● Extracto del documento

Las mañas del Pentágono

Los países de la región aún no están en condiciones para poner en pie un sistema de defensa colectivo y autónomo, pero avanzan en la desarticulación de las iniciativas del Pentágono.

Raúl Zibechi / LA JORNADA

La concentración de poder se ha convertido en la tendencia global más importante en los recientes 50 o 100 años. En este proceso, el poder militar juega un papel decisivo, aunque el pensamiento crítico se ha concentrado, quizá excesivamente, en el poder económico, sin visualizar que es el poder duro el que asegura la continuidad de la acumulación de capital.

Hace siglo y medio Karl Marx destacó en una carta a Federico Engels (25 de septiembre de 1857) la importancia del ejército en el desarrollo económico, en las innovaciones técnicas y como precursor de la división del trabajo en la industria, concluyendo que “la historia del ejército muestra (…) la conexión entre las fuerzas productivas y las relaciones sociales”.

El historiador William McNeill, en su magnífica obra La búsqueda del poder, nos advierte que para estudiar “el macroparasitismo entre las poblaciones humanas” (que podría ser asimilado al imperialismo), deben estudiarse en especial “los cambios en los tipos de equipamiento empleados por los guerreros”.

Fiel a su más conocido trabajo, Plagas y pueblos, sostiene: “Las alteraciones en el armamento se parecen a mutaciones genéticas de microrganismos en el sentido de que pueden, cada tanto, abrir nuevas zonas geográficas de explotación, o destruir antiguos límites mediante el ejercicio de la fuerza dentro de la propia sociedad que los cobija”. Nada más parecido a una historia de la conquista de América.

La carrera de armamentos ultra sofisticados que lleva adelante Estados Unidos, seguido de lejos por un puñado de emergentes, parece estar buscando esas “mutaciones” a las que alude McNeill, para asegurar y ensanchar la brecha de poder de los más poderosos respecto del resto de la humanidad. La ciberguerra en curso y algunas armas especiales, como el avión supersónico capaz de volar a 20 veces la velocidad del sonido que está desarrollando la estadunidense DARPA (Agencia de Investigación de Proyectos Avanzados de Defensa), forman parte de esa ambición de poder.

El reciente discurso de Leon Panetta, secretario de Defensa de Estados Unidos, pronunciado el 11 de octubre en el portaviones Intrepid, convertido en museo anclado en Nueva York, estuvo íntegramente dedicado a la ciberguerra. Anunció que su país está viviendo “un momento pre 11 de septiembre” ya que “los atacantes están tramando” un ataque. Acusó directamente a China, Rusia e Irán.

Anotaciones de puntos para fotos

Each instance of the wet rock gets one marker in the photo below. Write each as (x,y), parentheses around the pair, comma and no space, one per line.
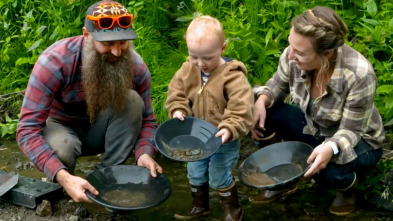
(82,212)
(44,209)
(18,165)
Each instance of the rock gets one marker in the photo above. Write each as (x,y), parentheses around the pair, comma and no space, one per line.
(82,212)
(73,218)
(44,209)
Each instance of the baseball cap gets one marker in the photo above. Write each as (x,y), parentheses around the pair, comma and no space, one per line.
(112,9)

● Tareas solicitadas
- a) Según el artículo sobre las mañas del Pentágono, ¿en qué fecha y en qué lugar pronunció Leon Panetta su discurso sobre la ciberguerra?
- b) Retoma el artículo sobre las mañas del Pentágono justo después de la última oración que aparece.

● Resultados en orden
- a) El 11 de octubre, en el portaviones Intrepid, convertido en museo anclado en Nueva York.

- b)
Esta vez Panetta no mencionó el terrorismo como fuente de posibles agresiones, sino un probable “ataque cibernético perpetrado por Estados-nación” que perpetrarían un “ciber Pearl Harbor”. Exigió que se apruebe pronto la Ley de Seguridad Cibernética que otorga al Pentágono poderes extraordinarios en relación a la ciberseguridad. Omitió decir, y este es el punto clave, que su departamento está preparado para lanzar el primer golpe (contra Irán o Venezuela), algo difícil de demostrar en una guerra inmaterial, pero con cuantiosos daños materiales.

Panetta también habló de ciberguerra el 8 de octubre en Punta del Este, en la décima Conferencia de Ministros de Defensa de las Américas. Llegó con un documento de 12 páginas titulado La política de defensa para el hemisferio Occidental, con el que pretendió delinear la estrategia militar del Pentágono con base en “enfoques innovadores, económicos y con una mínima huella”.

Se enfrentó con varios ministros de Defensa de la Unasur, aunque contó con el apoyo entusiasta de Chile –que se encargó de elevar las propuestas previamente negociadas con el Pentágono– y de Colombia, sus aliados sudamericanos. No pudo impedir que Argentina, Brasil, Bolivia, Ecuador, Nicaragua, Surinam y Venezuela se negaran a aceptar un sistema de “asistencia humanitaria” coordinado por militares, mientras que Guyana y Uruguay se abstuvieron. Tuvo que tragar el apoyo mayoritario a la soberanía argentina de las islas Malvinas (sólo Estados Unidos y Canadá votaron en contra).

Los países de la región aún no están en condiciones para poner en pie un sistema de defensa colectivo y autónomo, pero avanzan en la desarticulación de las iniciativas del Pentágono. Días antes de la conferencia, el Ministerio de Defensa de Uruguay desarticuló lo que hubiera sido una nueva “base dormida” en el centro del país, junto al único aeropuerto internacional fuera de la franja costera.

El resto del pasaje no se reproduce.